Region annotation entries
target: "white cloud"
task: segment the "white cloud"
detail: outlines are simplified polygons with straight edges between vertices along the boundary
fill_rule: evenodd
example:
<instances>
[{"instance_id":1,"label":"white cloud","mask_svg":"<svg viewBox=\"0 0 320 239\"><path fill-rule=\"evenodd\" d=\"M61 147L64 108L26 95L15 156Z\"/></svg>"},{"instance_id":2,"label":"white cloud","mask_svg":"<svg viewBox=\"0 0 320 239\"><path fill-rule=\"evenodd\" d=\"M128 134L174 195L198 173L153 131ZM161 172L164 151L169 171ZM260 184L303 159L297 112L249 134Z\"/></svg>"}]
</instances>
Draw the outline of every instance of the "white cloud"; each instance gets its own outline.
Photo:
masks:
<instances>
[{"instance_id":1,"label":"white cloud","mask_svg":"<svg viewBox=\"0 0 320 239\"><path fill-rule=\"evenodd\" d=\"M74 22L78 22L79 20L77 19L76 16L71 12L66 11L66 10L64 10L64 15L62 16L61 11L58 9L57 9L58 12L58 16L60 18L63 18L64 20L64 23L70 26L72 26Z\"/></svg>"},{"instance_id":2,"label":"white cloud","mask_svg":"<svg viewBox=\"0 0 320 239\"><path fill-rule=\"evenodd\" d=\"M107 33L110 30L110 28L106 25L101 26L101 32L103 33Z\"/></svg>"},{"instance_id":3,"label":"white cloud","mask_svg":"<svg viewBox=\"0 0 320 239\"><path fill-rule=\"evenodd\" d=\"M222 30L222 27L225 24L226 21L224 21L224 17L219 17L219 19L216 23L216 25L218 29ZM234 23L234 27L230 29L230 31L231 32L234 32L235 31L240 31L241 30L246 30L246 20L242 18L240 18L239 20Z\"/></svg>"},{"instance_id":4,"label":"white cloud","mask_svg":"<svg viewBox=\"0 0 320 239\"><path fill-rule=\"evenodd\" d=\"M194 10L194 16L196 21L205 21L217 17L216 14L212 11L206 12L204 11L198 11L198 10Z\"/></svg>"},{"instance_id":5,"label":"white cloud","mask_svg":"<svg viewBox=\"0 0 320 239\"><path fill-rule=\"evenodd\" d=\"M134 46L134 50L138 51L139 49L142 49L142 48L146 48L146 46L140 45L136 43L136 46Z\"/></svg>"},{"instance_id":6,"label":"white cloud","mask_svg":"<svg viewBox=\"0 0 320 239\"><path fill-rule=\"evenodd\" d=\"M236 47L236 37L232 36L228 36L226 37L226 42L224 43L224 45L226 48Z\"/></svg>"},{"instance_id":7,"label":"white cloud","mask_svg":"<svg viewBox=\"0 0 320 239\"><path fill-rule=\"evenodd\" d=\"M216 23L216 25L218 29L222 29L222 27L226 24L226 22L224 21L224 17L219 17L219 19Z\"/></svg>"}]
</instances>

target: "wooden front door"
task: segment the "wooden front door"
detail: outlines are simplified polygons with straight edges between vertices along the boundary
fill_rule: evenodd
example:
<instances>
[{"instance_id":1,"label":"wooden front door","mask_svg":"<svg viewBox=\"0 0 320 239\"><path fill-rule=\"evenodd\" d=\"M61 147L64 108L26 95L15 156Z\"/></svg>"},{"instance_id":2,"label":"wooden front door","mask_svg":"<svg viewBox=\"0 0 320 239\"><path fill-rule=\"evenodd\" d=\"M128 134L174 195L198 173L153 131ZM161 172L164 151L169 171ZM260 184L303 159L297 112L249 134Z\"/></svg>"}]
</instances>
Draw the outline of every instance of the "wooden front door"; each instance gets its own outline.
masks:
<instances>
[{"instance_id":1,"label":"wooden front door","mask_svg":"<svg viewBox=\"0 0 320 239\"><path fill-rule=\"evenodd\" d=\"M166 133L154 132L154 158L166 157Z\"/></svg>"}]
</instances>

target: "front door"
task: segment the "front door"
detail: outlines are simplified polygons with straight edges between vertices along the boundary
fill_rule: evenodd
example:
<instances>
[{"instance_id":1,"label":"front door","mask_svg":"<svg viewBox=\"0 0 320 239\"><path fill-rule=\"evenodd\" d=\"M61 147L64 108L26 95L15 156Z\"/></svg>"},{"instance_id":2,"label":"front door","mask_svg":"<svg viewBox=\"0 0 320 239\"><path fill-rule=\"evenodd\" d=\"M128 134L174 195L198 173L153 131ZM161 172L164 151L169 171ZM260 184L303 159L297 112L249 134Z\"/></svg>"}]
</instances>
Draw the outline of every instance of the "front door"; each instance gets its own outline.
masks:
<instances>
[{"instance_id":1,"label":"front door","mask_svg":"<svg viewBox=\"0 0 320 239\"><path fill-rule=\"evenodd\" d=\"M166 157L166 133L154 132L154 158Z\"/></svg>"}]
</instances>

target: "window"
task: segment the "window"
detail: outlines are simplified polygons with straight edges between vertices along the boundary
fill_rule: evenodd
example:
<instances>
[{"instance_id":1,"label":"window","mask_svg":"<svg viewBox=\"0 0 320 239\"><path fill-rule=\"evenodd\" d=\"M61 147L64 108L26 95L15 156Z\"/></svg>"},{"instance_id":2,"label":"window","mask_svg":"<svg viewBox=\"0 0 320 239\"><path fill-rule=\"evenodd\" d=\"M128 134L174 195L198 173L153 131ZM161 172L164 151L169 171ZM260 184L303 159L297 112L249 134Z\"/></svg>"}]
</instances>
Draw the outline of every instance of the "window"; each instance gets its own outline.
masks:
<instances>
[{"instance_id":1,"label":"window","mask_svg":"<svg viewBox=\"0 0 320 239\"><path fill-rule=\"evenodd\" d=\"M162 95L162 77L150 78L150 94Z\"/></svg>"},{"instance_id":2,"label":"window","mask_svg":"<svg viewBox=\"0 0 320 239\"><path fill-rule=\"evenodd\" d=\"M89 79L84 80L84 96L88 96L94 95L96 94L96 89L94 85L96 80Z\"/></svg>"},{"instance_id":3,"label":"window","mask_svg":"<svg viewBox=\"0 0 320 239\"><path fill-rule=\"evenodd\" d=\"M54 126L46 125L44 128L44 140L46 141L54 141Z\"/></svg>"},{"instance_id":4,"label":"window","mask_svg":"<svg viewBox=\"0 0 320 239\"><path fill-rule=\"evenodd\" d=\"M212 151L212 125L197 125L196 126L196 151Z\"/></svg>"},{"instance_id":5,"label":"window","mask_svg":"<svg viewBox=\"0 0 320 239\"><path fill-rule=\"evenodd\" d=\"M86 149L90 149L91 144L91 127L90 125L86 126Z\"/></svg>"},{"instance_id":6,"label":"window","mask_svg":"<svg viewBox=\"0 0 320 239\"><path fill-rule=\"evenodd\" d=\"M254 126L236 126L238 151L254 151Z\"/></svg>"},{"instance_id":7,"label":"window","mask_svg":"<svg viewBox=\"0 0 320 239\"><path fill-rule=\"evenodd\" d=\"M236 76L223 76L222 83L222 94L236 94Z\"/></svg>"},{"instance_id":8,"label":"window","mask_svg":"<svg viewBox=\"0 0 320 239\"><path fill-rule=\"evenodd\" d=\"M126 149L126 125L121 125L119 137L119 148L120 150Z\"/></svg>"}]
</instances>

Requirement
Find each line in the items that contains the string "segment" with matching capitalization, and copy those lines.

Solution to the exercise
task: segment the "white cloud"
task: segment the "wooden front door"
task: segment the "front door"
task: segment the "window"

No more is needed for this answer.